__Exercise material__:
++++++++++

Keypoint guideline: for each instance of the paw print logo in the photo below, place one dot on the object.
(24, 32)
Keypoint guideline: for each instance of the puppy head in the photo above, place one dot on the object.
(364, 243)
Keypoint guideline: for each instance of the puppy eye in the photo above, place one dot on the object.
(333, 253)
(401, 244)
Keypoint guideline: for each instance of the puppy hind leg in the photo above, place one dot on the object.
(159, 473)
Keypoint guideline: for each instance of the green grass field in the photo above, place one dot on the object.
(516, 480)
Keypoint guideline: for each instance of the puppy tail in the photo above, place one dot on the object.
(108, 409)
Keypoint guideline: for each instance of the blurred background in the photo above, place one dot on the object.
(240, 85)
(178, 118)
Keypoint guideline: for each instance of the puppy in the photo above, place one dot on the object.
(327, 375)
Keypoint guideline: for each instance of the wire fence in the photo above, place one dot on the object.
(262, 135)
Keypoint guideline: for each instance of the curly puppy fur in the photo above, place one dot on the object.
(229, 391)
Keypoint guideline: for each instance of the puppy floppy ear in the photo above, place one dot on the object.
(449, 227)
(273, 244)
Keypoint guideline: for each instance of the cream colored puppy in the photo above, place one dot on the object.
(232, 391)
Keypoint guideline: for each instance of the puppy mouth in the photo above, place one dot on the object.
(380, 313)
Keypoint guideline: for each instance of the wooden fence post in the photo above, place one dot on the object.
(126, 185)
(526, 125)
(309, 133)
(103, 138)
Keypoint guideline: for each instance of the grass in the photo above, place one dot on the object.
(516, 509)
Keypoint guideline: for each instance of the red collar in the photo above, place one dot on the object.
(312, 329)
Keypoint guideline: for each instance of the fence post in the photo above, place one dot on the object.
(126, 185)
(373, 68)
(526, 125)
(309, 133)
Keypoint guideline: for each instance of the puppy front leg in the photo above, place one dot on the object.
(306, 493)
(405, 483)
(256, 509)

++++++++++

__Exercise description__: Please copy the lines of the data above from the one containing "Keypoint guideline: for each instance of the puppy front" through the end, inclusive. In each coordinate pair, multiply both numbers by 1.45 and round to the nearest whole number, with halves rounded up, and leave the text lines unchanged.

__Result__:
Keypoint guideline: for each instance of the puppy front leg in the photo above, place one dot on the object.
(444, 715)
(587, 700)
(371, 738)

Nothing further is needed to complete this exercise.